TEXT EXTRACT:
_ _ _

Five

David Cox – The Road Across the Sands

I’m looking into a painting. In it there’s a straggling line of people, horses, carriages and carts travelling across the sands of Morecambe Bay. It’s as if they’re travelling to the very edge of the world. On an indistinct horizon, where the sands and the sky merge, an ominous squall builds strength and carries with it fast-moving grey cloud. A mere ghost of the sun glimmers through air made opaque by blown sand.

In the middle ground is a passenger coach pulled by a pair of horses. Four wagons, loaded to toppling height, follow one behind the next. There’s a sense that at any moment one of them might lurch sideways, its wheels bedding into soft ground and becoming fast in the sands.

A horse with its head held low labours underneath the weight of two riders. A woman walks holding a basket on the top of her head and she struggles to keep it there; she’s frustrated, at her wits’ end. Tucked in beside her a young girl attempts but fails to shelter from the weather against the older woman’s body. Their clothing ripples like fast-moving currents in water, constantly distorted by the head-on wind. Both are barefoot.

The more I Iook into the painting, the more I become aware of the gathering strength of the wind that moves over the surface of the bay. I can imagine the cut and the bite of it; the way that bodies cool down rapidly in exposed places.

‘Market Traders Crossing the Sands’ is one of dozens of paintings and drawings made of Morecambe Bay by the 19th-century painter David Cox (1783–1859), a major figure in the ‘Golden Age’ of British watercolour painting. From the end of the 1700s until the early 1900s, British artists working in this medium were in demand across Europe. Watercolour had become cutting edge. In France artists like Delacroix were looking north to Britain and emulating the light, the sparkle and luminosity that painters here were achieving through working in layers of transparent wash. Cox and his contemporaries J.W.M. Turner (who also travelled north and painted the bay), John Sell Cotman and later the Pre-Raphaelites John Ruskin and Whistler opened up possibilities in paint that were entirely new, different in every way from the properties of oil paint. And watercolour had major advantages over oils: it was lightweight, portable and quick-drying and was therefore wholly practical for artists who wanted to travel and make work away from their studio. The new breed of pleasure tourists sought out small-scale images on paper as ideal mementoes of their travels – the postcard or photographic equivalent of the time.

_ _ _

PROVIDED RECORDS:
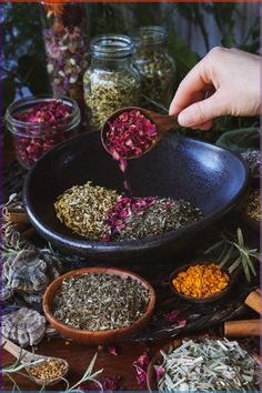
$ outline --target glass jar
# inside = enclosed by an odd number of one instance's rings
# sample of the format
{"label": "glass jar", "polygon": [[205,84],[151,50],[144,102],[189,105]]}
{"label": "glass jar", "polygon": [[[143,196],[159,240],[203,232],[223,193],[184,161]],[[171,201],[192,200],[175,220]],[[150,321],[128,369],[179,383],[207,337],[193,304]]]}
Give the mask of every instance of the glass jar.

_ _ _

REQUEST 1:
Determine how many rows contain the string "polygon", and reply with that number alone.
REQUEST 2:
Resume the passage about David Cox's painting of Morecambe Bay, starting after its last sentence.

TASK ANSWER 1:
2

TASK ANSWER 2:
Watercolour was also the perfect medium to show the mutability of our weather: ‘its fleeting and shifting atmospheric effects, subtle transitions of light and half-light, and the opalescence of water, clouds and mists.’8 This description by the art historian and watercolourist Dr Patricia Crown could have been written with the paintings of David Cox specifically in mind. In a 2009 review of a David Cox exhibition, the Telegraph critic Richard Dorment described Cox as ‘a painter of sudden showers, big skies, scudding clouds and sun rising through mist over wet sand’. He argued that Cox’s depictions of people fighting their way through ‘empty landscapes under driving rain’ were a realistic representation of the hard nature of travel at the time.9 Numerous times Cox painted the bay, its weather and its people. From 1834 he spent six years visiting, journeying out onto the sands and recording what he saw. He documented the lives of those who travelled across the bay or who worked on its surface. These paintings are truly elemental.

Another painting. A day of dense air with a sun that only just breaks through, glimmering distantly. Two horses, one ridden by a man and woman and the second, a grey ridden by a man who has an air of knowledge about him. It’s probable that he is the guide-across-the-sands. He points to a group of ghost travellers who materialise from the opacity of mist. His dog, ever alert and with its tail held high, appears slightly unsure of what it is exactly that is coming into focus in front of him. A carriage, possibly two, and a couple of people walking and carrying loads are coming towards the guide. They might be emerging from the waters of the River Kent. A flock of gulls land and lift, unconcerned by the weather.

Search for David Cox paintings and they ping up in different places. One of the ‘Lancaster Sands’ oil paintings sold at Bonham’s in London in 2006 for £20,400. Again, a group of travellers move towards the front of the image. Some have covered themselves with blankets. It’s raining, and it’s cold, wet Cumbrian rain. The light is flat and grey. The tide follows the travellers, almost snapping at their heels.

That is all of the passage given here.